_TRECHO FORNECIDO_:
═══

Em seu texto, Flávio de Paula diz: “desde os primórdios, a igreja cristã faz uso do ensino catequético, ocasiões em que os convertidos eram instruídos nas doutrinas fundamentais da fé cristã antes mesmo do batismo.”[3] Na mesma perspectiva do tempo, porém aplicado a educação cristã, Matos escreve:

Desde o início os cristãos valorizavam a educação como meio de preservar e transmitir com fidelidade a herança cristã. Como ocorria entre os judeus, os principais recursos para esse fim eram os lares e as comunidades de fé. Com o passar do tempo, surgiram novas formas educacionais, a começar da catequese para os aspirantes ao batismo.[4]

O escopo deste trabalho visa o desenvolvimento da prática da catequese na Igreja Antiga, e, para tal, é necessária a definição dos conceitos antes da dissertação do fenômeno. Grenz, Guretzki e Nordling definem a catequese como “processo de ensino das crenças cristãs básicas e do conteúdo das Escrituras tanto para a criança criada na igreja como para o novo convertido ao cristianismo.”[5]

Erickson define o verbete “catecúmeno” como “aquele que recebe a instrução sobre a fé cristã antes do batismo.”[6] E em outro verbete, “catequista” como “aquele que dá instruções sobre a fé cristã.”[7] Quanto à origem do termo e sua relação com as Escrituras Sagradas, Siqueira escreve:

Os termos “catequese”, “catecumenato”, “catequista” e correlatos são derivados etimologicamente do verbo grego katechein, que significa “soar de cima”. Referia-se originalmente à voz do ator no teatro. Assumiu depois o significado de “dar notícia”, “informar”, “instruir”.[8]

No Dicionário patrístico e de antiguidades cristãs, a catequese é definida:

Depois da proclamação do kerigma, a tarefa das comunidades cristãs foi a de preparar os futuros crentes através de uma instrução completa e essencial, visando ampliar e aprofundar ao mesmo tempo os elementos da Boa-Nova propriamente dita. Tais instruções foram denominadas “catequese” (Egéria, Peregr.) do verbo katecheo = ensinar a viva voz, onde, no entanto, o ensinamento não é outra coisa senão o eco de uma palavra que já foi pronunciada: A Palavra de Deus.[9]

Nessa perspectiva, pode-se considerar que a catequese ou o ato de catequizar é uma forma de transmissão das boas novas do evangelho do Senhor Jesus Cristo, como também o ensino da Escritura Sagrada: “Neste sentido, a catequese é em primeiro lugar o eco da Palavra de Deus através da voz do catequista.”[10]

Tendo vários mestres como expoentes e sendo registrada nos livros e manuais de história da igreja, o exercício da catequese é, por excelência, o meio pelo qual os iniciantes do cristianismo, neófitos, eram inseridos na igreja, a comunidade da fé cristã. “Hipólito fala de uma instrução que era ministrada aos catecúmenos por um mestre durante três anos (Trad. Ap. 17-18). Enquanto isso, Eusébio (HE V, 9) nos informa a respeito da atividade catequética que era desenvolvida em Alexandria.”[11]

Packer e Garrett chamam o catecumenato em desenvolvimento de “um tipo de escola da fé”[12] que acontecia “por vezes mais formal, por vezes menos — em que, durante os primeiros séculos do cristianismo novos crentes eram preparados para o batismo e, então, recebidos na vida plena da igreja.”[13]

Fazia-se necessário uma longa jornada de preparação para o batismo, com um tempo demorado de instrução. Esse fenômeno era contrário ao que é lido na narrativa inspirada do livro de Atos dos Apóstolos, pois “muitos dos convertidos que, na maioria dos casos, foram batizados quase que imediatamente após a sua profissão pública de fé.”[14]

O fenômeno de batismo rápido para uma instrução mais extensa ocorreu porque:

tornou-se cada vez mais comum que aqueles que vinham a crer em Jesus Cristo tivessem pouco conhecimento do Deus de Israel ou das Escrituras hebraicas e cristãs. Essas conversões eram jornadas verdadeiramente radicais que transformavam a vida e visão do mundo. Eram, portanto, experiências bem diferentes da maioria das conversões e dos batismos documentados pelo Novo Testamento.[15]

Para o novo convertido, o acolhimento das boas-novas era algo radicalmente diferente em sua vida e cosmovisão passada.

═══

Registros de contornos

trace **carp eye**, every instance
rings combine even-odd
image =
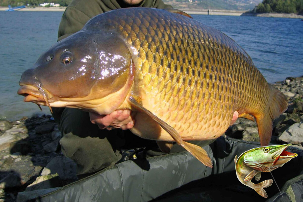
[[[68,64],[72,62],[74,58],[74,54],[69,51],[63,53],[60,57],[60,60],[64,64]]]
[[[65,64],[68,64],[72,61],[72,59],[69,57],[67,57],[65,58],[62,60],[62,62]]]
[[[270,149],[269,148],[268,148],[268,147],[266,147],[266,148],[264,148],[263,149],[263,151],[265,152],[265,153],[267,153],[270,150]]]

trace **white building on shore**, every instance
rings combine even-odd
[[[40,4],[40,6],[42,7],[45,7],[49,4],[51,7],[59,7],[60,6],[59,4],[55,4],[54,3],[44,3],[43,4]]]

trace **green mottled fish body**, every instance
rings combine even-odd
[[[285,151],[291,144],[258,147],[245,152],[238,158],[236,155],[235,161],[238,179],[243,184],[254,189],[263,197],[267,198],[267,194],[264,189],[271,185],[272,180],[267,180],[257,184],[251,181],[254,177],[258,181],[261,172],[271,171],[296,157],[297,154]]]

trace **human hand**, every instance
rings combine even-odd
[[[117,110],[106,115],[90,112],[89,118],[91,122],[98,125],[100,129],[110,130],[113,128],[121,128],[126,130],[134,126],[134,113],[129,109]]]

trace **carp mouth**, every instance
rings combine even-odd
[[[24,96],[23,99],[24,102],[35,103],[41,110],[42,109],[40,105],[47,106],[52,113],[52,109],[48,101],[49,93],[41,85],[39,86],[39,89],[37,89],[32,86],[26,85],[22,86],[17,93]]]

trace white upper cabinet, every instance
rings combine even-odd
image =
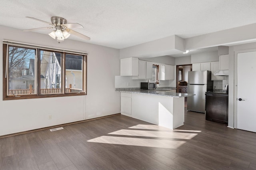
[[[146,79],[146,61],[139,60],[138,79]]]
[[[138,59],[129,57],[120,60],[120,75],[138,76]]]
[[[220,55],[220,70],[228,70],[229,62],[228,54]]]
[[[153,68],[152,67],[154,63],[150,61],[146,62],[146,79],[150,80],[153,79]]]
[[[210,70],[211,70],[211,63],[210,62],[201,63],[201,71]]]
[[[201,63],[192,64],[192,71],[201,71]]]
[[[165,65],[164,64],[159,65],[159,80],[165,79]]]
[[[214,61],[211,62],[211,68],[212,68],[212,80],[220,80],[223,79],[223,76],[214,75],[214,73],[220,70],[219,61]]]

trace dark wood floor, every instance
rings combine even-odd
[[[185,112],[172,130],[121,115],[0,139],[0,170],[256,169],[256,134]]]

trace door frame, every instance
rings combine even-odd
[[[234,127],[237,128],[237,57],[239,53],[256,51],[256,48],[238,50],[234,51]]]
[[[179,66],[187,66],[188,65],[192,66],[192,64],[176,65],[176,93],[179,93],[179,79],[178,78],[179,77]]]

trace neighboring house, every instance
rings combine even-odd
[[[66,88],[82,89],[82,60],[79,56],[66,56]],[[59,89],[61,87],[61,56],[60,53],[44,51],[41,55],[40,89]],[[30,59],[28,69],[24,70],[22,76],[9,80],[10,89],[28,89],[32,85],[34,89],[34,59]]]

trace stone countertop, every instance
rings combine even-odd
[[[172,97],[184,97],[196,95],[194,94],[182,93],[171,92],[170,90],[146,90],[142,89],[116,89],[116,91],[124,93],[133,93],[144,95],[157,95],[159,96],[169,96]]]

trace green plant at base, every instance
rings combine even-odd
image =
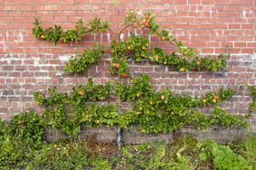
[[[239,170],[252,169],[241,156],[237,156],[228,146],[220,146],[214,142],[207,144],[212,149],[213,165],[216,169]]]

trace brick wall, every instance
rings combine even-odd
[[[155,89],[169,87],[174,93],[204,94],[222,86],[233,87],[237,93],[222,107],[247,112],[251,99],[242,86],[256,84],[255,0],[0,0],[0,118],[38,109],[32,102],[34,90],[56,86],[68,91],[86,82],[89,76],[96,83],[114,79],[105,71],[108,54],[82,76],[63,71],[65,61],[90,46],[92,40],[108,44],[113,38],[109,33],[54,47],[32,36],[35,16],[44,27],[61,24],[64,28],[73,28],[81,18],[86,23],[99,16],[118,32],[127,11],[133,9],[155,13],[162,28],[202,55],[222,52],[227,44],[233,49],[227,69],[215,73],[180,73],[147,62],[132,62],[131,72],[149,72]],[[255,114],[250,121],[255,131]]]

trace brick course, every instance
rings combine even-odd
[[[155,13],[162,28],[185,45],[197,48],[202,55],[223,52],[227,44],[233,48],[227,69],[215,73],[180,73],[168,67],[133,61],[131,72],[148,72],[156,90],[169,87],[174,93],[200,95],[222,86],[233,87],[237,93],[222,107],[239,114],[247,112],[251,99],[242,87],[256,84],[255,0],[0,0],[0,118],[8,118],[29,108],[39,110],[32,101],[34,90],[45,91],[56,86],[68,91],[74,85],[86,82],[89,76],[94,77],[96,83],[114,79],[106,71],[107,53],[84,75],[64,72],[65,61],[92,45],[92,40],[109,44],[113,38],[109,33],[86,36],[81,42],[59,42],[54,47],[33,37],[34,17],[44,27],[60,24],[72,28],[79,19],[86,23],[98,16],[109,21],[118,32],[133,9]],[[151,38],[153,44],[157,42]],[[250,122],[256,131],[255,115]]]

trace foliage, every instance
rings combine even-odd
[[[117,121],[113,105],[85,105],[86,101],[105,99],[110,94],[110,84],[94,85],[92,79],[84,86],[74,88],[71,94],[59,93],[56,88],[49,89],[48,97],[34,93],[34,101],[45,106],[43,114],[45,126],[61,129],[68,135],[76,135],[81,124],[88,126],[113,126]]]
[[[251,135],[239,144],[232,146],[234,150],[252,165],[252,169],[256,169],[256,136]]]
[[[221,54],[218,57],[206,56],[199,57],[196,50],[185,47],[182,42],[178,42],[167,30],[160,30],[160,25],[155,23],[155,16],[152,13],[145,13],[139,15],[135,11],[127,14],[124,21],[126,24],[123,29],[131,26],[134,29],[148,30],[149,35],[155,35],[164,42],[170,42],[177,49],[177,52],[165,53],[159,47],[150,47],[150,42],[143,35],[132,34],[128,40],[121,41],[120,34],[115,35],[116,39],[111,42],[111,74],[118,74],[121,78],[128,77],[128,63],[126,59],[133,58],[135,61],[149,60],[153,63],[170,66],[180,71],[217,71],[227,66],[227,55]],[[82,37],[95,32],[103,32],[109,29],[107,23],[101,23],[95,18],[89,22],[88,26],[84,26],[82,20],[76,23],[74,29],[62,30],[61,26],[55,25],[54,28],[43,29],[36,19],[34,23],[33,34],[37,38],[51,41],[55,45],[57,41],[63,42],[79,42]],[[110,29],[109,29],[110,30]],[[112,31],[112,30],[111,30]],[[112,31],[112,33],[114,33]],[[98,50],[98,52],[96,52]],[[94,50],[85,50],[78,56],[78,59],[72,57],[66,63],[65,71],[73,73],[85,72],[87,68],[97,61],[97,57],[101,56],[103,48],[95,47]]]
[[[213,165],[216,169],[252,169],[250,163],[241,156],[237,156],[229,146],[220,146],[212,141],[212,147]]]
[[[249,114],[251,114],[256,108],[256,86],[251,87],[251,96],[252,97],[252,103],[249,106]]]
[[[192,98],[188,94],[173,95],[169,89],[155,91],[150,85],[148,75],[142,75],[128,83],[94,85],[92,79],[84,86],[74,88],[70,94],[59,93],[51,89],[48,95],[34,93],[34,101],[44,105],[43,114],[45,125],[61,129],[68,135],[76,135],[81,125],[89,127],[114,126],[129,128],[138,124],[143,133],[172,132],[186,126],[199,129],[211,127],[249,127],[244,118],[229,115],[215,107],[212,113],[205,114],[195,109],[210,105],[217,105],[230,99],[233,90],[221,89],[209,92],[201,98]],[[92,101],[102,101],[110,96],[120,96],[123,101],[133,102],[132,110],[118,114],[112,104],[97,105]]]
[[[114,144],[100,143],[94,137],[46,143],[42,136],[41,118],[31,111],[13,118],[10,123],[0,122],[1,169],[182,170],[255,167],[254,136],[239,144],[232,144],[236,152],[229,146],[218,145],[213,141],[181,137],[173,138],[169,144],[126,145],[117,153]],[[24,126],[19,124],[22,120],[25,120]],[[13,130],[15,128],[16,131]]]
[[[84,25],[82,20],[79,20],[74,29],[63,30],[61,26],[57,25],[44,29],[38,19],[35,19],[32,33],[34,37],[50,41],[53,45],[55,45],[58,41],[62,42],[80,42],[84,35],[104,32],[108,27],[108,23],[102,23],[99,18],[94,18],[89,22],[87,26]]]
[[[34,111],[15,116],[9,123],[0,122],[0,168],[23,165],[29,161],[30,152],[40,149],[44,127]]]

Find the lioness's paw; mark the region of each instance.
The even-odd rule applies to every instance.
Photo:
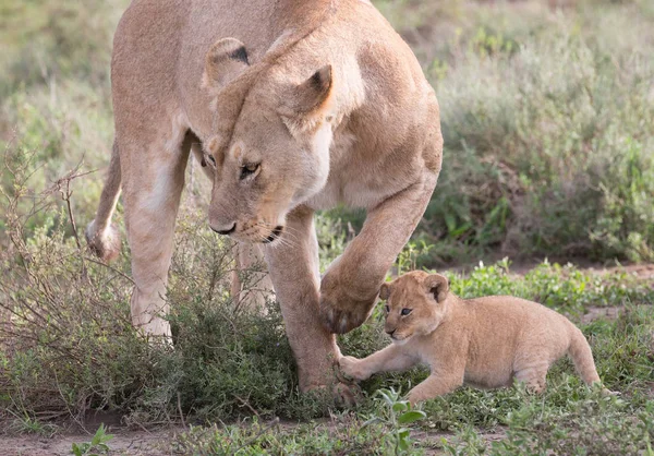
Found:
[[[338,360],[341,371],[351,379],[366,380],[371,375],[361,368],[361,360],[354,357],[342,357]]]
[[[329,274],[320,284],[320,316],[331,333],[344,334],[359,327],[370,316],[376,293],[356,299],[347,292]]]

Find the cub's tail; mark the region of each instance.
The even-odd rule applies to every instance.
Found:
[[[577,372],[579,372],[579,375],[586,385],[601,382],[595,369],[595,362],[593,361],[591,346],[577,326],[572,326],[568,355],[572,358]]]
[[[114,260],[120,253],[120,236],[116,227],[111,225],[111,216],[120,196],[121,183],[120,155],[118,144],[114,142],[98,212],[95,220],[86,228],[86,241],[89,249],[105,261]]]

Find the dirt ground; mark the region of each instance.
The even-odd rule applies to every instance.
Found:
[[[110,430],[114,434],[108,442],[111,451],[109,455],[130,456],[164,456],[169,455],[167,443],[172,440],[175,432],[181,430],[164,431],[122,431]],[[0,456],[63,456],[71,455],[73,443],[89,442],[92,435],[70,434],[56,435],[51,439],[35,435],[16,437],[0,436]]]

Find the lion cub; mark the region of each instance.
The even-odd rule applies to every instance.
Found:
[[[509,296],[460,299],[446,277],[412,272],[384,284],[386,333],[392,344],[365,359],[342,357],[341,370],[355,380],[422,362],[432,374],[409,392],[411,404],[449,393],[463,383],[493,388],[513,379],[531,391],[569,353],[586,384],[600,382],[591,347],[564,315]]]

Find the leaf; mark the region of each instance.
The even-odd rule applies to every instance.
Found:
[[[400,418],[398,418],[398,422],[400,424],[409,424],[419,420],[426,418],[426,413],[422,410],[410,410],[405,413],[402,413]]]

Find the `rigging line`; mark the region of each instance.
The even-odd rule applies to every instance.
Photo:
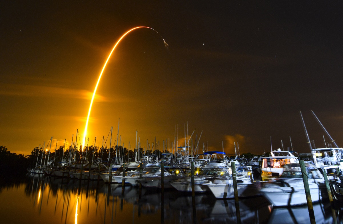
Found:
[[[105,145],[106,145],[106,142],[107,142],[107,139],[108,139],[108,136],[109,136],[109,133],[111,133],[111,129],[110,129],[109,132],[108,132],[108,134],[107,135],[107,137],[106,138],[106,140],[105,141]],[[107,145],[106,145],[107,146]]]
[[[81,146],[81,141],[80,141],[80,133],[78,132],[78,135],[79,136],[79,141],[80,142],[80,146]],[[83,146],[84,148],[84,146]]]

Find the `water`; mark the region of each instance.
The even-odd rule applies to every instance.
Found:
[[[1,223],[236,223],[234,201],[210,194],[189,195],[125,188],[96,181],[26,177],[2,182]],[[273,208],[263,197],[240,200],[242,223],[309,223],[307,206]],[[314,205],[317,223],[333,223],[327,203]],[[336,210],[342,223],[341,210]]]

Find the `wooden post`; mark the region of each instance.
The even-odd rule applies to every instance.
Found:
[[[308,179],[307,177],[307,173],[306,171],[306,167],[305,167],[305,162],[303,160],[299,160],[299,164],[300,165],[300,169],[301,170],[301,175],[303,176],[303,181],[304,181],[304,186],[305,189],[306,200],[307,201],[307,207],[308,208],[308,213],[310,216],[310,221],[311,224],[315,224],[316,219],[315,217],[315,212],[313,210],[312,199],[311,198],[310,187],[308,185]]]
[[[139,163],[139,178],[142,179],[142,174],[143,173],[143,169],[142,168],[142,163]],[[141,193],[142,193],[142,183],[140,182],[139,182],[139,192],[140,192],[140,196],[141,195]]]
[[[195,196],[195,190],[194,189],[194,161],[191,162],[191,178],[192,186],[192,197]]]
[[[329,180],[328,179],[328,175],[326,173],[326,170],[325,169],[322,169],[323,175],[324,176],[324,179],[325,181],[325,186],[326,187],[326,190],[328,191],[328,195],[329,195],[329,200],[330,201],[330,203],[332,204],[333,199],[332,199],[332,195],[331,194],[331,189],[330,189],[330,183],[329,183]]]
[[[164,192],[164,162],[161,162],[161,190],[162,194]]]
[[[231,170],[232,172],[232,182],[234,185],[234,194],[235,195],[235,205],[236,207],[237,223],[240,224],[241,223],[240,212],[239,211],[238,190],[237,189],[237,174],[236,173],[236,165],[235,165],[235,162],[234,161],[231,162]]]
[[[123,164],[123,177],[125,177],[125,164]],[[123,195],[125,190],[125,178],[123,178],[121,182],[121,195]]]
[[[329,179],[328,179],[328,175],[326,173],[326,170],[325,169],[322,169],[323,171],[323,175],[324,176],[324,179],[325,181],[325,186],[326,187],[326,190],[328,191],[328,195],[329,195],[329,200],[330,201],[330,204],[331,205],[331,211],[332,214],[332,219],[333,220],[334,224],[337,224],[337,220],[336,216],[336,212],[333,209],[333,199],[332,198],[332,195],[331,194],[331,189],[330,188],[330,183],[329,182]]]

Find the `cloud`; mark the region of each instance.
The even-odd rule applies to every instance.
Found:
[[[0,89],[0,95],[19,97],[63,97],[73,99],[89,100],[93,92],[84,90],[54,86],[35,85],[7,84]],[[96,102],[106,102],[104,97],[97,94]]]
[[[236,134],[234,136],[225,135],[224,145],[224,151],[228,155],[235,155],[235,146],[236,145],[236,153],[238,155],[240,153],[241,149],[244,148],[245,145],[246,138],[240,134]]]

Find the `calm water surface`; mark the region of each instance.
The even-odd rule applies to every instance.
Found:
[[[121,185],[109,187],[88,182],[42,176],[15,182],[3,179],[0,191],[0,223],[236,223],[234,200],[216,200],[210,194],[191,196]],[[276,208],[263,197],[241,200],[242,223],[309,223],[307,206]],[[317,223],[333,223],[329,205],[314,205]],[[341,210],[336,211],[342,223]]]

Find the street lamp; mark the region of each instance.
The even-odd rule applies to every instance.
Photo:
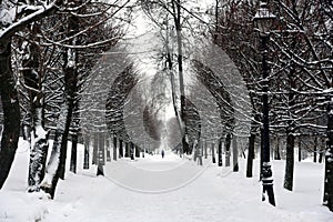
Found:
[[[262,123],[263,123],[263,155],[262,155],[262,186],[263,186],[263,201],[265,200],[265,193],[268,193],[269,202],[275,205],[274,191],[273,191],[273,178],[270,163],[270,122],[269,122],[269,68],[266,62],[268,57],[268,41],[270,39],[270,31],[274,23],[275,16],[269,11],[265,2],[260,2],[254,18],[254,29],[259,31],[261,44],[262,44]]]

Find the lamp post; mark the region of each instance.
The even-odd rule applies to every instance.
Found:
[[[262,54],[262,123],[263,123],[263,154],[262,154],[262,200],[265,200],[265,193],[269,196],[269,202],[275,205],[273,178],[270,163],[270,122],[269,122],[269,68],[268,68],[268,41],[270,39],[270,31],[274,23],[275,16],[269,11],[265,2],[260,2],[260,8],[256,11],[253,23],[256,31],[259,31],[261,40]]]

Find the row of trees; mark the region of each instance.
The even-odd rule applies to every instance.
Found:
[[[114,47],[123,37],[123,27],[131,19],[132,8],[128,3],[58,0],[40,7],[38,2],[1,2],[6,16],[0,36],[3,109],[0,186],[14,157],[20,119],[23,132],[32,131],[31,135],[26,134],[31,141],[29,190],[41,188],[51,196],[59,178],[64,175],[70,132],[72,157],[75,157],[80,131],[83,134],[109,131],[119,145],[120,141],[134,140],[138,147],[160,145],[161,129],[157,122],[164,104],[163,99],[157,98],[164,94],[155,93],[151,100],[138,97],[145,93],[144,85],[139,81],[133,61],[119,54],[122,49],[103,56],[94,65],[99,58],[95,54]],[[161,77],[170,80],[175,119],[169,125],[178,127],[180,135],[174,133],[173,141],[169,142],[174,144],[174,138],[181,138],[178,151],[183,154],[199,150],[200,138],[220,141],[221,165],[221,141],[225,139],[229,155],[232,138],[249,137],[246,176],[252,176],[255,141],[261,134],[263,82],[261,46],[252,26],[258,2],[216,0],[204,12],[188,8],[180,0],[139,3],[159,29],[161,47],[155,61]],[[272,0],[269,6],[279,18],[268,54],[271,132],[286,138],[284,186],[293,188],[295,137],[325,138],[324,201],[333,210],[332,4],[325,0]],[[203,37],[200,40],[195,38],[199,34]],[[213,42],[213,47],[208,42]],[[192,48],[199,48],[196,53],[192,53],[195,51]],[[231,60],[221,56],[221,51]],[[221,67],[222,60],[232,61],[236,70]],[[189,77],[188,72],[191,72]],[[163,83],[160,78],[152,82]],[[205,91],[201,92],[202,89]],[[192,97],[186,98],[185,93]],[[205,103],[205,100],[213,102]],[[137,125],[137,120],[144,123],[143,128]],[[46,165],[49,137],[54,143]],[[75,158],[72,162],[74,165]]]
[[[28,190],[42,189],[53,198],[58,180],[64,178],[70,132],[75,152],[79,101],[84,97],[80,91],[99,53],[123,37],[131,7],[129,1],[1,1],[1,14],[0,188],[22,120],[23,137],[31,144]],[[49,138],[54,143],[47,164]]]
[[[284,188],[293,189],[295,138],[326,139],[324,203],[332,199],[332,3],[327,1],[270,1],[279,18],[269,41],[271,132],[286,138]],[[216,1],[215,43],[232,58],[250,91],[252,127],[248,176],[252,176],[254,137],[260,129],[260,46],[252,19],[253,1]],[[301,139],[302,140],[302,139]]]

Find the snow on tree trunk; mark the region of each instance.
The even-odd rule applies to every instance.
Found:
[[[1,40],[0,95],[3,109],[3,128],[0,147],[0,189],[8,178],[20,135],[20,107],[11,68],[11,42]]]
[[[113,138],[113,160],[117,160],[117,138]]]
[[[333,97],[327,103],[327,141],[325,152],[324,204],[333,211]]]
[[[99,150],[99,133],[93,133],[93,147],[92,147],[92,164],[98,163],[98,150]]]
[[[276,139],[276,149],[275,149],[275,154],[274,154],[274,160],[281,160],[281,155],[280,155],[280,143],[281,143],[281,138],[280,138],[280,135],[278,135],[278,139]]]
[[[83,169],[89,169],[89,147],[90,147],[90,135],[87,133],[84,135]]]
[[[34,105],[32,103],[31,105]],[[31,150],[28,175],[28,192],[39,191],[40,182],[44,176],[46,162],[49,150],[48,132],[43,128],[43,108],[32,109],[33,130],[31,131]]]
[[[246,178],[253,176],[253,159],[254,159],[254,142],[255,142],[255,132],[251,130],[249,137],[249,153],[248,153],[248,164],[246,164]]]
[[[129,142],[125,142],[125,154],[124,154],[125,158],[130,158],[130,144]]]
[[[228,133],[225,138],[225,167],[230,167],[230,145],[231,145],[231,134]]]
[[[313,147],[313,162],[316,162],[316,153],[317,153],[317,137],[314,135],[314,147]]]
[[[130,147],[130,157],[131,157],[131,160],[134,160],[134,143],[130,142],[129,147]]]
[[[208,159],[208,142],[204,141],[204,159]]]
[[[289,132],[286,135],[286,158],[285,158],[285,172],[283,186],[286,190],[293,190],[293,178],[294,178],[294,142],[295,135],[293,132]]]
[[[110,138],[109,137],[105,137],[105,144],[107,144],[107,161],[111,162],[111,148],[110,148]]]
[[[75,100],[73,104],[73,121],[72,121],[72,149],[71,149],[71,163],[70,163],[70,171],[77,173],[77,160],[78,160],[78,140],[79,140],[79,131],[80,131],[80,113],[79,113],[79,101]]]
[[[70,171],[77,173],[77,159],[78,159],[78,133],[72,134],[72,149],[71,149],[71,164]]]
[[[222,138],[219,140],[219,147],[218,147],[218,165],[222,167],[223,161],[222,161]]]
[[[216,163],[216,159],[215,159],[215,144],[214,142],[212,142],[211,144],[211,150],[212,150],[212,163]]]
[[[97,175],[104,175],[103,165],[105,164],[105,147],[104,147],[104,134],[99,133],[99,143],[98,143],[98,169]]]
[[[140,148],[135,144],[135,158],[140,158]]]
[[[232,138],[232,163],[233,172],[239,172],[239,148],[238,148],[238,137]]]
[[[105,165],[105,135],[103,132],[99,133],[99,148],[98,148],[98,165]]]
[[[123,158],[122,140],[119,140],[119,158]]]
[[[54,198],[56,186],[60,178],[60,160],[61,160],[61,155],[63,155],[62,153],[63,150],[61,149],[61,147],[64,141],[63,134],[65,129],[67,115],[68,115],[68,107],[62,105],[58,118],[54,142],[53,142],[50,160],[47,165],[46,175],[40,184],[40,188],[46,193],[49,193],[51,199]]]

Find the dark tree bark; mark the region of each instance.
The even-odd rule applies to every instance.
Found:
[[[225,167],[230,167],[230,145],[231,145],[231,133],[226,133],[225,137]]]
[[[111,161],[111,147],[110,147],[110,138],[105,137],[105,144],[107,144],[107,161]]]
[[[71,164],[70,171],[77,173],[77,159],[78,159],[78,133],[72,134],[72,149],[71,149]]]
[[[1,41],[0,95],[3,109],[3,130],[0,148],[0,189],[8,178],[20,137],[20,107],[11,68],[11,42]]]
[[[77,97],[78,98],[78,97]],[[73,173],[77,173],[77,167],[78,167],[78,140],[79,140],[79,130],[80,130],[80,117],[79,117],[79,101],[78,99],[73,98],[74,104],[73,104],[73,121],[72,121],[72,149],[71,149],[71,162],[70,162],[70,171]]]
[[[222,161],[222,138],[220,138],[219,140],[219,148],[218,148],[218,165],[222,167],[223,165],[223,161]]]
[[[216,159],[215,159],[215,144],[212,142],[212,163],[216,163]]]
[[[130,142],[129,147],[130,147],[130,157],[131,157],[131,160],[134,160],[134,143]]]
[[[119,140],[119,158],[123,158],[122,140]]]
[[[90,147],[90,135],[84,135],[84,159],[83,159],[83,169],[89,169],[89,147]]]
[[[135,158],[140,158],[140,148],[135,144]]]
[[[98,165],[105,165],[105,133],[99,133]]]
[[[314,147],[313,147],[313,162],[316,163],[316,153],[317,153],[317,137],[314,135]]]
[[[302,140],[301,135],[299,137],[299,162],[302,161]]]
[[[232,139],[232,157],[233,157],[233,172],[239,172],[239,148],[236,135]]]
[[[204,144],[204,159],[208,159],[208,142],[206,140],[203,142]]]
[[[92,148],[92,164],[98,163],[98,150],[99,150],[99,133],[93,133],[93,148]]]
[[[38,24],[30,27],[31,40],[40,32]],[[30,42],[27,46],[27,57],[22,60],[24,84],[28,87],[30,103],[30,161],[28,174],[28,192],[38,192],[44,176],[46,161],[49,149],[48,132],[44,130],[44,95],[42,91],[43,73],[40,72],[40,47]]]
[[[129,142],[125,142],[125,154],[124,154],[124,157],[125,158],[130,158],[130,144],[129,144]]]
[[[104,147],[104,134],[102,132],[99,133],[99,142],[98,142],[98,169],[97,175],[104,175],[103,165],[105,165],[105,147]]]
[[[253,159],[254,159],[254,142],[255,142],[255,132],[251,130],[249,137],[249,154],[248,154],[248,164],[246,164],[246,178],[253,176]]]
[[[274,160],[281,160],[280,143],[281,143],[281,138],[278,134],[278,142],[276,142],[276,150],[275,150]]]
[[[325,152],[324,204],[333,211],[333,98],[327,99],[327,142]]]
[[[289,132],[286,135],[286,159],[285,159],[285,174],[283,186],[286,190],[293,190],[293,178],[294,178],[294,142],[295,135],[293,132]]]
[[[117,160],[117,138],[113,138],[113,160]]]

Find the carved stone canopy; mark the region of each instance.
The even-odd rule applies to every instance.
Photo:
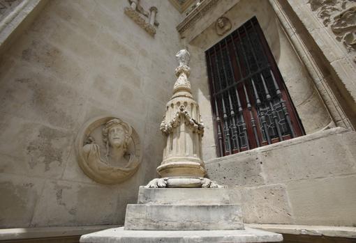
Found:
[[[142,149],[135,130],[113,116],[86,123],[75,141],[78,164],[90,178],[102,184],[117,184],[138,169]]]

═══

_TAREFAS A REALIZAR_:
**A)** No trecho sobre a catequese na Igreja Antiga, de qual verbo grego derivam os termos "catequese" e "catequista"?
**B)** Retome o trecho sobre a catequese na Igreja Antiga a partir do ponto em que ele termina.
Os registros não têm relação com o trecho.

_RESPOSTAS DAS TAREFAS_:
**A)** Do verbo grego katechein, que significa "soar de cima".

**B)**
Ao passo que o evangelho se espalhava primariamente entre os povos gentios e pagãos, a igreja veio a considerar a conversão a Cristo como algo tão revolucionário que exigia um período significante de instrução e treinamento em outras atividades espirituais antes da concessão ao batismo a um novo convertido. O desenvolvimento do catecumenato refletia essa visão.[16]

O tempo de preparação para o batismo e a formatação da catequese variava e se desenvolvia com o passar dos séculos. No segundo século, início da catequese, as práticas não eram iguais em todos os lugares; diferente no quarto século que cessou a perseguição e oficializou o cristianismo como religião do Império Romano. Neste período, a estrutura e a formalização do ministério eram mais evidentes e a catequese foi influenciada.

Sobre este tema Matos escreve:

Em vários lugares surgiram classes para catecúmenos, cuja instrução podia se estender até por três anos. Era um período de treinamento e de teste antes da aceitação plena na igreja. Os candidatos deviam passar por três estágios: “ouvintes” (interessados), “ajoelhados” (aqueles que permaneciam para as orações depois que os ouvintes se retiravam) e “escolhidos” (candidatos efetivos ao batismo)”. Após o batismo, havia instrução adicional sobre os sacramentos e outros tópicos.[17]

Já no final do período da igreja antiga, conforme escrito anteriormente, com a organização e hierarquização do ministério pastoral e sua influência na catequese, a catequese era feita por um bispo ou pastor (presbítero), o que anteriormente acontecia com menos rigidez e mais informalidade.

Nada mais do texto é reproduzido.